STUDY TEXT:

- - - - -

The White House sent a letter of commendation to Christian author D.J. Young ahead of Father’s Day to thank him for all the work he has done and continue to do as an advocate and supporter of responsible fatherhood.
“Your leadership at the Wisdom 4 Dads organization is both impressive and invaluable as you seek to reach out and support fathers across the nation,” wrote Joshua DuBois, executive director of the White House Office of Faith-Based and Neighborhood Partnerships.
In addition to being the founder of Wisdom 4 Dads, Young is the author of ten books on fathering, including The Three Phases of Fatherhood-Dad, Father, Grandfather, A Wife’s Guide to Inspiring a Great Dad, and Eight Spiritual Wonders of Being a Father.
DuBois noted in his letter that President Obama, because of his own experience with an absent father, directed the faith-based office to make advancing responsible fatherhood one of its top priorities.
Obama’s father left him and his mother when he was two-years-old, and he has said that absence has had a great impact on his life.
“I came to understand that the hole a man leaves when he abandons his responsibility to his children is one that no government can fill,” Obama wrote in a piece for Parade Magazine last year for Father’s Day.
“That is why we need fathers to step up, to realize that their job does not end at conception; that what makes you a man is not the ability to have a child but the courage to raise one.”
This year, in his Father’s Day proclamation, President Obama paid tribute to not only biological fathers, but to men who serve as father-figures to children. These men include foster and adoptive fathers, mentors, tutors and big brothers.

- - - - -

DATASET:
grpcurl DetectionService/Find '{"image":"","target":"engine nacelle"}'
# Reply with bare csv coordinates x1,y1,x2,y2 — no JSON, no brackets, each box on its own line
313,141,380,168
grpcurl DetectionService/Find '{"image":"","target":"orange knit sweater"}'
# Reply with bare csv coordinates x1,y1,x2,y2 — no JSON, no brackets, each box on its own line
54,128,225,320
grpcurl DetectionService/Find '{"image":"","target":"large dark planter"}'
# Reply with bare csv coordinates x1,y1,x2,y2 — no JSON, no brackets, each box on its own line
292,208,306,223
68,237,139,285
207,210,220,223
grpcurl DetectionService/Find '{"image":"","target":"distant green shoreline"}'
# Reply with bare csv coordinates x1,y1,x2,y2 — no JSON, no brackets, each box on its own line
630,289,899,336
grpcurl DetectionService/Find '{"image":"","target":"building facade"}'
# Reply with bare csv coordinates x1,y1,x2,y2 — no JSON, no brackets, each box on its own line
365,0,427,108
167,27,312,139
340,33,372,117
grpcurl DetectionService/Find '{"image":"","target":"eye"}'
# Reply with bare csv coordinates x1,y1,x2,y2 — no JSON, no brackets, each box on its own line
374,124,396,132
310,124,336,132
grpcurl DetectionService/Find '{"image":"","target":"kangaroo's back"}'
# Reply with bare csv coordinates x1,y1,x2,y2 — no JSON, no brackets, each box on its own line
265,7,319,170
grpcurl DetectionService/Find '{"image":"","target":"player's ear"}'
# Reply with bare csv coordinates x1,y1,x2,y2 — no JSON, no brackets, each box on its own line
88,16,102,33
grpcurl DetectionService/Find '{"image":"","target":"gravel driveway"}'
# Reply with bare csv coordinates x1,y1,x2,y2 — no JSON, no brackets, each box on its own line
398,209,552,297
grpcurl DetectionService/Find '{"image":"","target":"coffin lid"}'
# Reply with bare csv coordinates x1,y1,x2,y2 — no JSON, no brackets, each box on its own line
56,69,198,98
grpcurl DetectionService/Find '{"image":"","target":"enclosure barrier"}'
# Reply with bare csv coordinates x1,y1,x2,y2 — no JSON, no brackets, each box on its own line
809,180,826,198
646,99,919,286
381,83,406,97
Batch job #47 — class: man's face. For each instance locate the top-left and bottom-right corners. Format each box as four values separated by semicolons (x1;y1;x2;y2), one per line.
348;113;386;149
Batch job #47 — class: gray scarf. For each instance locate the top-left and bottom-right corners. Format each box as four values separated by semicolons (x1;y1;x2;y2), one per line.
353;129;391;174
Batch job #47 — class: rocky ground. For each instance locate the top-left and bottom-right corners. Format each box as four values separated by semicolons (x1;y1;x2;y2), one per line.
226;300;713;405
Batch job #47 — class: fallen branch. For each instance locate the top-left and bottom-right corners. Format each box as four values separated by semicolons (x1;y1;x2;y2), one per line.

- - - - -

TASK DETAILS: From the article on the White House fatherhood letter, set down the passage word for word, beginning at the words "DuBois noted in" and stopping after "for Father’s Day.".

SOLUTION BELOW:
DuBois noted in his letter that President Obama, because of his own experience with an absent father, directed the faith-based office to make advancing responsible fatherhood one of its top priorities.
Obama’s father left him and his mother when he was two-years-old, and he has said that absence has had a great impact on his life.
“I came to understand that the hole a man leaves when he abandons his responsibility to his children is one that no government can fill,” Obama wrote in a piece for Parade Magazine last year for Father’s Day.